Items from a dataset
----

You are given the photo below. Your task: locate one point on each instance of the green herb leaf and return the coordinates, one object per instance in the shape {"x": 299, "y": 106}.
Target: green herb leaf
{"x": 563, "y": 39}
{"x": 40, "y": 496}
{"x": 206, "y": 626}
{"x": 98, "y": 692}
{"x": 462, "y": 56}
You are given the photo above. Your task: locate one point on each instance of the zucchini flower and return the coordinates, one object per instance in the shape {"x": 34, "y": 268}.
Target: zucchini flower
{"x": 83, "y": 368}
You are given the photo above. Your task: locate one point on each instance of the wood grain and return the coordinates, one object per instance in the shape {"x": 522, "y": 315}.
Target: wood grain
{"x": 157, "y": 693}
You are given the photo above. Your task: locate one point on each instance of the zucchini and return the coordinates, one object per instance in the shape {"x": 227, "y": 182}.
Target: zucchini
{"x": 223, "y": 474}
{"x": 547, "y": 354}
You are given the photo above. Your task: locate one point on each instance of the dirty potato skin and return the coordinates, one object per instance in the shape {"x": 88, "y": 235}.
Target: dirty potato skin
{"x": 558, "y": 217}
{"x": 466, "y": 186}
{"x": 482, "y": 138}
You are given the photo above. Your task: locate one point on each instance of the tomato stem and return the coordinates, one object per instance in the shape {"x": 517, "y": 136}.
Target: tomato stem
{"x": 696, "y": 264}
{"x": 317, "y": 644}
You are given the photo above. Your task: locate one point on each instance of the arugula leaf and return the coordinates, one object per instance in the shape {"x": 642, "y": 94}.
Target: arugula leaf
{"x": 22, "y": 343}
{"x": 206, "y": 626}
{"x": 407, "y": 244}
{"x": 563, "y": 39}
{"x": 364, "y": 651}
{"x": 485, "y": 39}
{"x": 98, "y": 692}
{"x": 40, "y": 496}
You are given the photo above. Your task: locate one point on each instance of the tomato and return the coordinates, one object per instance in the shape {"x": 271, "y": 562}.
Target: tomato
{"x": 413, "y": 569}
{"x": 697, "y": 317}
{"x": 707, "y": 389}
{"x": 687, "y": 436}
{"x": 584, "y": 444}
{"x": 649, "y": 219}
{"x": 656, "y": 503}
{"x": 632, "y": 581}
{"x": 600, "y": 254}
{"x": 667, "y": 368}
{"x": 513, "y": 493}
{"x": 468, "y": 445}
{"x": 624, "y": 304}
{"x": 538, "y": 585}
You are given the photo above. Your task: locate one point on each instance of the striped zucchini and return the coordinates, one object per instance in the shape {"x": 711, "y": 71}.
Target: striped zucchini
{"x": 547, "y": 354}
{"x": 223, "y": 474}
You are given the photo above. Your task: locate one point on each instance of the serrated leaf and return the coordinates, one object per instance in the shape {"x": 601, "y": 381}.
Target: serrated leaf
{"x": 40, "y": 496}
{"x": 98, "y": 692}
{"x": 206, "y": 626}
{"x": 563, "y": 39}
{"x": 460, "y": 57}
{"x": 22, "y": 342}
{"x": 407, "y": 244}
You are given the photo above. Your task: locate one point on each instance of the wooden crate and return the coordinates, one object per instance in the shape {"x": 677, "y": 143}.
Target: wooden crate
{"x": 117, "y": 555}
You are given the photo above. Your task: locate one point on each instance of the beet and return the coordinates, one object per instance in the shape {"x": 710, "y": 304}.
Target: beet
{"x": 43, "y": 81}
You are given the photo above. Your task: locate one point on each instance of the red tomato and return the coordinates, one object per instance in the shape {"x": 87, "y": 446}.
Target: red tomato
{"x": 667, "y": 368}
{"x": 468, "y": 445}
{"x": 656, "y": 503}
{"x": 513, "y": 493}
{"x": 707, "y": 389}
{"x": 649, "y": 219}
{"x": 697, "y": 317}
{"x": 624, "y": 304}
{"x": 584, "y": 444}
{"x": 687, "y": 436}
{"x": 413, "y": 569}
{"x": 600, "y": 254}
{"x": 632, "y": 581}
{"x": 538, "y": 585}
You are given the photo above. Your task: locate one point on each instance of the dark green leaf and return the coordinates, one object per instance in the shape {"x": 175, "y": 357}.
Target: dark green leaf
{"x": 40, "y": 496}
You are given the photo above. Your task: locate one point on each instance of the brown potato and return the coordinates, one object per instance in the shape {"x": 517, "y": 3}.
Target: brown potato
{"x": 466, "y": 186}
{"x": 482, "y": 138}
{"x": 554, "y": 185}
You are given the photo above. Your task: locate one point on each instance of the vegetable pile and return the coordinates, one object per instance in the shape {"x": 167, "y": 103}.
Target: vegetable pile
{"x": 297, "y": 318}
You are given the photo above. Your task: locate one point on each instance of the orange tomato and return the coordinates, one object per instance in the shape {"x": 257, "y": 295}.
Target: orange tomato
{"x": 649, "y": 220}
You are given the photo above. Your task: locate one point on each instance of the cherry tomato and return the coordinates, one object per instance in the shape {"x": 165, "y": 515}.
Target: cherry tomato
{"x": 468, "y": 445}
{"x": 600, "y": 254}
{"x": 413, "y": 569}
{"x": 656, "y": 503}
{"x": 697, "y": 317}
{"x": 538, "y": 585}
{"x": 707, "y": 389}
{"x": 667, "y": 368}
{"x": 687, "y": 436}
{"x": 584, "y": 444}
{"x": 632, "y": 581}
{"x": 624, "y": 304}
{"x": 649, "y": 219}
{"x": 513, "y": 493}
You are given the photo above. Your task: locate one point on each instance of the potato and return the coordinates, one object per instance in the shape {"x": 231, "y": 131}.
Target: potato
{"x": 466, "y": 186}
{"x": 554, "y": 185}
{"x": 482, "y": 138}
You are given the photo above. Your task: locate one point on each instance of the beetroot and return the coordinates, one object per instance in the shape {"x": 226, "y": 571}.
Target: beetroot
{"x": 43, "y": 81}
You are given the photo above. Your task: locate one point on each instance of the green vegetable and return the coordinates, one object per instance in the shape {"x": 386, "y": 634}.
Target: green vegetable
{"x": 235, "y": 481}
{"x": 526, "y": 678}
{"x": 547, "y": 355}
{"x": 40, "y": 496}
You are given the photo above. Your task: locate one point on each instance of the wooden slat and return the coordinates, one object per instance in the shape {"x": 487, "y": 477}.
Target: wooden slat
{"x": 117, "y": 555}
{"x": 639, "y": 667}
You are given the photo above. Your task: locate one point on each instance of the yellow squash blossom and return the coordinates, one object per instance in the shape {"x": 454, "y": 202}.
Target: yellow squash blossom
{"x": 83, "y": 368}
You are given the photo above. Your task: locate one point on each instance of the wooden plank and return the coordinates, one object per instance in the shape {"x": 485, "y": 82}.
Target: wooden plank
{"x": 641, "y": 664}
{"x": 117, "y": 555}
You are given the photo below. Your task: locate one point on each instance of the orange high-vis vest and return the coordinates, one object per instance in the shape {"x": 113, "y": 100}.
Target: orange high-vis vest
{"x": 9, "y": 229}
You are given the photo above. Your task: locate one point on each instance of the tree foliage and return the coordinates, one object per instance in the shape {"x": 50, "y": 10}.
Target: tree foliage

----

▶ _REQUEST_
Can you edit the lines above so that every "Target" becomes "Label", with nothing else changed?

▶ _RIGHT ANSWER_
You are given the photo below. Your task: locate one point on each instance of the green herb leaf and return the coordinates, one object per instance in the shape {"x": 299, "y": 106}.
Label: green herb leaf
{"x": 563, "y": 39}
{"x": 40, "y": 496}
{"x": 206, "y": 626}
{"x": 98, "y": 692}
{"x": 462, "y": 56}
You are given the photo above. Your task: locate one point on each instance of the zucchini flower and return the coordinates, one object per instance in the shape {"x": 34, "y": 268}.
Label: zucchini flower
{"x": 83, "y": 368}
You are given the photo above. Your task: locate one point on each instance of the wood grain and return the coordinates, one object per instance in the shape {"x": 522, "y": 315}.
Label: wood grain
{"x": 157, "y": 693}
You are given the photo above. Your task: locate one point on each instance of the zucchini and return the coordinates, one object per instance in the shape {"x": 227, "y": 182}.
Label: zucchini
{"x": 223, "y": 474}
{"x": 547, "y": 354}
You are given the photo above. Your task: locate one point on each instance of the dirty potato skin and return the coordinates, one object per instance in the shape {"x": 88, "y": 235}.
Label: dirty potato skin
{"x": 558, "y": 217}
{"x": 466, "y": 186}
{"x": 482, "y": 138}
You are given the photo above. Your task: locate one point on each instance of the tomato stem and return the coordinates, one object per instance in the shape {"x": 517, "y": 136}.
Label: tomato stem
{"x": 696, "y": 264}
{"x": 317, "y": 644}
You are given the photo above. Your task: locate one point on each instance of the arugula leaf and return the coordinates, one object per instance in the shape {"x": 642, "y": 94}.
Label: arugula leaf
{"x": 22, "y": 343}
{"x": 206, "y": 626}
{"x": 407, "y": 244}
{"x": 563, "y": 39}
{"x": 364, "y": 651}
{"x": 485, "y": 39}
{"x": 98, "y": 692}
{"x": 40, "y": 496}
You are given the photo above. Your task: locate one point on each instance of the tomato and return the coordinates, one object per instance in the shape {"x": 271, "y": 562}.
Label: tomato
{"x": 413, "y": 569}
{"x": 697, "y": 317}
{"x": 707, "y": 389}
{"x": 687, "y": 436}
{"x": 584, "y": 444}
{"x": 649, "y": 219}
{"x": 656, "y": 503}
{"x": 632, "y": 581}
{"x": 600, "y": 254}
{"x": 667, "y": 368}
{"x": 513, "y": 493}
{"x": 468, "y": 445}
{"x": 624, "y": 304}
{"x": 538, "y": 585}
You are given the photo above. Your task: locate one point on each instance of the striped zucchini and return the coordinates, one object per instance in the shape {"x": 711, "y": 71}.
Label: striped zucchini
{"x": 547, "y": 354}
{"x": 223, "y": 474}
You are given the photo above. Your task: locate one point on each instance of the serrated leaf and return the coordinates, one object per instance in the shape {"x": 601, "y": 381}.
Label: serrated leaf
{"x": 40, "y": 496}
{"x": 98, "y": 692}
{"x": 206, "y": 626}
{"x": 563, "y": 39}
{"x": 460, "y": 57}
{"x": 22, "y": 342}
{"x": 407, "y": 244}
You are given the photo above. Your task: locate one point on each instance of the wooden crate and return the coordinates, one object per instance in the shape {"x": 677, "y": 143}.
Label: wooden crate
{"x": 117, "y": 555}
You are given the photo above. Your task: locate one point on each instance of the beet and return the coordinates, one object per instance in the shape {"x": 710, "y": 304}.
Label: beet
{"x": 43, "y": 81}
You are given the photo above. Your task: locate one point on each instance of the red tomato and return the coordinates, one object per instance in the shape {"x": 87, "y": 446}.
Label: red tomato
{"x": 667, "y": 368}
{"x": 468, "y": 445}
{"x": 656, "y": 503}
{"x": 513, "y": 493}
{"x": 707, "y": 389}
{"x": 649, "y": 219}
{"x": 697, "y": 317}
{"x": 624, "y": 304}
{"x": 584, "y": 444}
{"x": 687, "y": 436}
{"x": 413, "y": 569}
{"x": 600, "y": 254}
{"x": 632, "y": 581}
{"x": 538, "y": 585}
You are given the photo above. Your task: locate one point on each instance of the dark green leaf and return the coordinates, one object per instance in the shape {"x": 175, "y": 357}.
Label: dark green leaf
{"x": 40, "y": 496}
You are given the photo above. Your task: locate one point on each instance of the brown potato and return the coordinates, one object per instance in the shape {"x": 517, "y": 3}.
Label: brown potato
{"x": 466, "y": 186}
{"x": 482, "y": 138}
{"x": 554, "y": 185}
You are given the photo above. Your task: locate one point on each instance of the vegetable pile and return the coordinates, one object per instance in the shape {"x": 167, "y": 103}.
Label: vegetable pile
{"x": 297, "y": 318}
You are given the photo above. Your task: locate one point on each instance of the orange tomato and return the coordinates, one object per instance in the shape {"x": 257, "y": 295}.
Label: orange tomato
{"x": 649, "y": 220}
You are given the photo above. Your task: locate one point on each instance of the cherry tomato and return the coordinates, one object per instance in the shape {"x": 165, "y": 515}.
Label: cherry tomato
{"x": 468, "y": 445}
{"x": 600, "y": 254}
{"x": 413, "y": 569}
{"x": 656, "y": 503}
{"x": 697, "y": 317}
{"x": 538, "y": 585}
{"x": 707, "y": 389}
{"x": 667, "y": 368}
{"x": 687, "y": 436}
{"x": 584, "y": 444}
{"x": 632, "y": 581}
{"x": 624, "y": 304}
{"x": 649, "y": 219}
{"x": 513, "y": 493}
You are given the photo above. Your task: locate one point on each instance of the potato and return the coordinates, one object per instance in the shape {"x": 231, "y": 131}.
Label: potato
{"x": 466, "y": 186}
{"x": 554, "y": 185}
{"x": 482, "y": 138}
You are given the photo above. Your task: locate one point on each instance of the beetroot and return the coordinates, one object per instance in the shape {"x": 226, "y": 571}.
Label: beetroot
{"x": 43, "y": 81}
You are given the photo above. Your task: locate one point on each instance of the green vegetable and return the coordinates, one object per instance in the shape {"x": 386, "y": 634}.
Label: green vegetable
{"x": 235, "y": 481}
{"x": 526, "y": 678}
{"x": 547, "y": 355}
{"x": 40, "y": 496}
You are given the photo above. Your task: locate one point on each instance of the wooden slat and return the coordinates, one object per instance in the shape {"x": 487, "y": 477}.
Label: wooden slat
{"x": 117, "y": 555}
{"x": 639, "y": 667}
You are given the photo above. Your task: locate one point on each instance of the yellow squash blossom and return the coordinates, one object per instance in the shape {"x": 454, "y": 202}.
Label: yellow squash blossom
{"x": 83, "y": 368}
You are given the photo above. Your task: locate one point on each instance of the wooden plank and return the coordinates, one object per instance in the shape {"x": 485, "y": 82}.
Label: wooden plank
{"x": 641, "y": 664}
{"x": 117, "y": 555}
You are given the photo below. Your task: locate one point on each instance of the orange high-vis vest and return the coordinates, one object per instance in the shape {"x": 113, "y": 100}.
Label: orange high-vis vest
{"x": 9, "y": 229}
You are given the photo above. Your task: locate one point on each instance of the tree foliage and return the coordinates, one object per instance in the shape {"x": 50, "y": 10}.
Label: tree foliage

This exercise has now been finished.